» **Listing**
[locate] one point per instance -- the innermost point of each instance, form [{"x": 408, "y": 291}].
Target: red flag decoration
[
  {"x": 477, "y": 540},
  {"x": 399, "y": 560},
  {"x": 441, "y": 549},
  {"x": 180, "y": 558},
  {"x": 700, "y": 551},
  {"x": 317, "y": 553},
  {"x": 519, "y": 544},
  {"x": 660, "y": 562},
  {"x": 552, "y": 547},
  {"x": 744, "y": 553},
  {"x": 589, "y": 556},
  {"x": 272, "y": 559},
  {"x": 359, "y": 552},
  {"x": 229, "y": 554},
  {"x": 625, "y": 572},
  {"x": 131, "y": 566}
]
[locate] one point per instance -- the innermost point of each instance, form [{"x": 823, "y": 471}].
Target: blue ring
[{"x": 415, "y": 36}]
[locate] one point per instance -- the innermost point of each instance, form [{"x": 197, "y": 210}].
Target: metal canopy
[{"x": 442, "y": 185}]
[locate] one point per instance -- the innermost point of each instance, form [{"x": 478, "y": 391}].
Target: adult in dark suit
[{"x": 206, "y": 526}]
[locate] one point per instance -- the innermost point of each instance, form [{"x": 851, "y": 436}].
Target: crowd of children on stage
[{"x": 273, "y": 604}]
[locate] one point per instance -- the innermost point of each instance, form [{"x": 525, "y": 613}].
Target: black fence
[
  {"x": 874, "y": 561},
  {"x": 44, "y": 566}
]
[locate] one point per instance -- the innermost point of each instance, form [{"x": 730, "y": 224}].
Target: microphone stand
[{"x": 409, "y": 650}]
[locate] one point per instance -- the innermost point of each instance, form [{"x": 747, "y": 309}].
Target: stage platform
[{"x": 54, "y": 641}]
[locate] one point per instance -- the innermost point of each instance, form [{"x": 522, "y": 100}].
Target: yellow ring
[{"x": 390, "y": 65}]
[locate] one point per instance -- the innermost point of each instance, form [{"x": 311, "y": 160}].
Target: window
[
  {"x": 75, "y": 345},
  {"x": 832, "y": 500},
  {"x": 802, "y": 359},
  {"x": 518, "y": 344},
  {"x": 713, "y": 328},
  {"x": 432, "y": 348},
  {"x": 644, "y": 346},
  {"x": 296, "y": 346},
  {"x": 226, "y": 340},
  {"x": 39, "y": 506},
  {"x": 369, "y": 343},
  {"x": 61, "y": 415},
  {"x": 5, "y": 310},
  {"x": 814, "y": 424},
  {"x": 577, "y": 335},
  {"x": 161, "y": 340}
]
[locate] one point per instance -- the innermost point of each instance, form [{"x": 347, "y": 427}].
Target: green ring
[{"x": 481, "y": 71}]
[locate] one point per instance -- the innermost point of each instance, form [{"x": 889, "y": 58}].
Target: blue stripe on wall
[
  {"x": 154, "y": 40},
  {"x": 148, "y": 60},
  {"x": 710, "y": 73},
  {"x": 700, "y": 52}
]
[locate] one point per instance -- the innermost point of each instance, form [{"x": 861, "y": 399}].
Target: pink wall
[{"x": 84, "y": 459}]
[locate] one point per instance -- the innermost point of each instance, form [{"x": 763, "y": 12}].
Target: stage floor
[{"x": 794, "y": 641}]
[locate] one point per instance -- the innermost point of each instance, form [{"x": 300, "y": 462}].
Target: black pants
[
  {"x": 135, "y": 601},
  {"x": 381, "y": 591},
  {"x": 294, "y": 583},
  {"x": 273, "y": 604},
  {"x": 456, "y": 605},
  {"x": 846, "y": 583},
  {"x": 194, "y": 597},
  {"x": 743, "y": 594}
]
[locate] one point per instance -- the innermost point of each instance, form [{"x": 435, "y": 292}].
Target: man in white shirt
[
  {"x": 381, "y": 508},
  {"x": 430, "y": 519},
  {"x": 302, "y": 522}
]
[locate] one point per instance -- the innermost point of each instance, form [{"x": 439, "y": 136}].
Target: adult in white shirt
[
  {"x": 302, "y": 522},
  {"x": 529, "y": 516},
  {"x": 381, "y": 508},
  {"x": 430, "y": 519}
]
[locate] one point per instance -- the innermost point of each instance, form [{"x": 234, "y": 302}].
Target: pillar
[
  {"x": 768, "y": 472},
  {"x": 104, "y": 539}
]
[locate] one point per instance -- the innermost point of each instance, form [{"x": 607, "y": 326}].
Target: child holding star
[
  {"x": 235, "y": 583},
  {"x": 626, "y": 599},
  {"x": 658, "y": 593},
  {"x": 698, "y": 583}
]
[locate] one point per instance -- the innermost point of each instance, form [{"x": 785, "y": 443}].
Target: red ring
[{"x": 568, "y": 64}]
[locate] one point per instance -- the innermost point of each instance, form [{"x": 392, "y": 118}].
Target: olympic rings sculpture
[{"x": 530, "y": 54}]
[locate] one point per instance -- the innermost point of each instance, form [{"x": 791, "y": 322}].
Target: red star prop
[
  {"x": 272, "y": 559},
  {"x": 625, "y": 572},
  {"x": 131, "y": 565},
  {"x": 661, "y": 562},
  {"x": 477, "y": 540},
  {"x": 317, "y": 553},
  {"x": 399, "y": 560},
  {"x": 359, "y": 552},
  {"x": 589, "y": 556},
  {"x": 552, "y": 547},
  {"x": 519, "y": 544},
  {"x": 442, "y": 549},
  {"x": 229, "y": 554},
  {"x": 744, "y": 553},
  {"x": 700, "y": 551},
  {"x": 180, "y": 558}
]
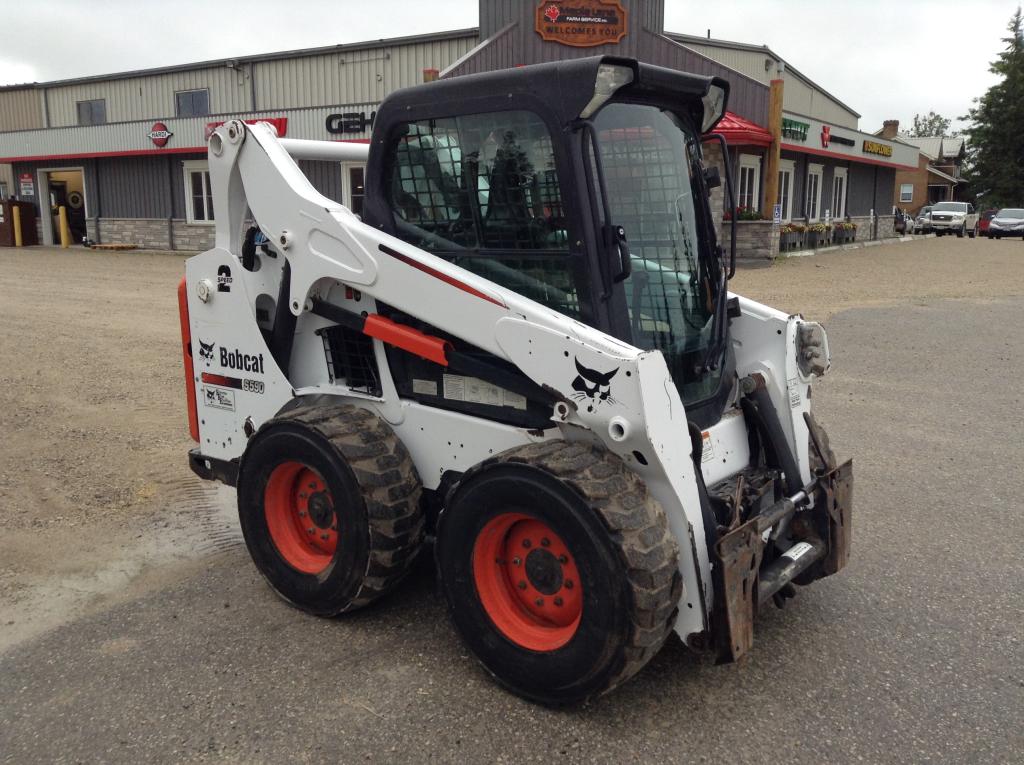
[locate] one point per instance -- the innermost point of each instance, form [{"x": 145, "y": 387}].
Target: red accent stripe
[
  {"x": 93, "y": 155},
  {"x": 442, "y": 277},
  {"x": 226, "y": 382},
  {"x": 841, "y": 157},
  {"x": 186, "y": 357},
  {"x": 426, "y": 346}
]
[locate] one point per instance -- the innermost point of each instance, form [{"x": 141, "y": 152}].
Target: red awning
[{"x": 740, "y": 132}]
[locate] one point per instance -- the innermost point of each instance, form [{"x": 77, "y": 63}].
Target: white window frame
[
  {"x": 346, "y": 183},
  {"x": 839, "y": 207},
  {"x": 187, "y": 168},
  {"x": 750, "y": 162},
  {"x": 788, "y": 167},
  {"x": 813, "y": 171}
]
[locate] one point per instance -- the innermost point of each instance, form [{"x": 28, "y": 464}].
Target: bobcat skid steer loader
[{"x": 524, "y": 349}]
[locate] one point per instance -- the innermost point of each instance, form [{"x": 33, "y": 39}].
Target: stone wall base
[{"x": 152, "y": 234}]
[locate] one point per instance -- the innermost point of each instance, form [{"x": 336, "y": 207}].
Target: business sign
[
  {"x": 581, "y": 24},
  {"x": 349, "y": 122},
  {"x": 279, "y": 123},
  {"x": 159, "y": 134},
  {"x": 882, "y": 150}
]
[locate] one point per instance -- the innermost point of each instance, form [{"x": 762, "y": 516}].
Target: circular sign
[{"x": 159, "y": 134}]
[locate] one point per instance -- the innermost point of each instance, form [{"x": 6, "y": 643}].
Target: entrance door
[{"x": 62, "y": 187}]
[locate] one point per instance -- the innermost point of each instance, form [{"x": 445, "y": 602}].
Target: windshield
[{"x": 649, "y": 159}]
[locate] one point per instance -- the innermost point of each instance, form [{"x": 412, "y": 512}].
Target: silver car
[
  {"x": 1008, "y": 222},
  {"x": 923, "y": 223}
]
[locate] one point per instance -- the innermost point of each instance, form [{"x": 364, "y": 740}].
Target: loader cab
[{"x": 579, "y": 184}]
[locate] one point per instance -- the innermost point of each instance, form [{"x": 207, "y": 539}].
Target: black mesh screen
[{"x": 350, "y": 358}]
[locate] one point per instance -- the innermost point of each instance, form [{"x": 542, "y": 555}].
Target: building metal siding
[
  {"x": 152, "y": 97},
  {"x": 519, "y": 43},
  {"x": 20, "y": 109},
  {"x": 348, "y": 77}
]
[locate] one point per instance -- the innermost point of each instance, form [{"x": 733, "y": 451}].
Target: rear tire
[
  {"x": 329, "y": 503},
  {"x": 559, "y": 570}
]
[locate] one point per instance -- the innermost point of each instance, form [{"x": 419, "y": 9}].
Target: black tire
[
  {"x": 617, "y": 539},
  {"x": 374, "y": 493}
]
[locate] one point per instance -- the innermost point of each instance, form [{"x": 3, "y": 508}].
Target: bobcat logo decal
[
  {"x": 593, "y": 384},
  {"x": 206, "y": 350}
]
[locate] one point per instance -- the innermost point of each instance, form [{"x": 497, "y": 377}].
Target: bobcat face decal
[
  {"x": 593, "y": 384},
  {"x": 206, "y": 350}
]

» **The task**
Select every line of the records above that contains the word "black", treating uppercase and lowercase letters as distinct.

» **Written response**
Target: black fence
Target: black pants
Target: black mesh screen
Target: black tire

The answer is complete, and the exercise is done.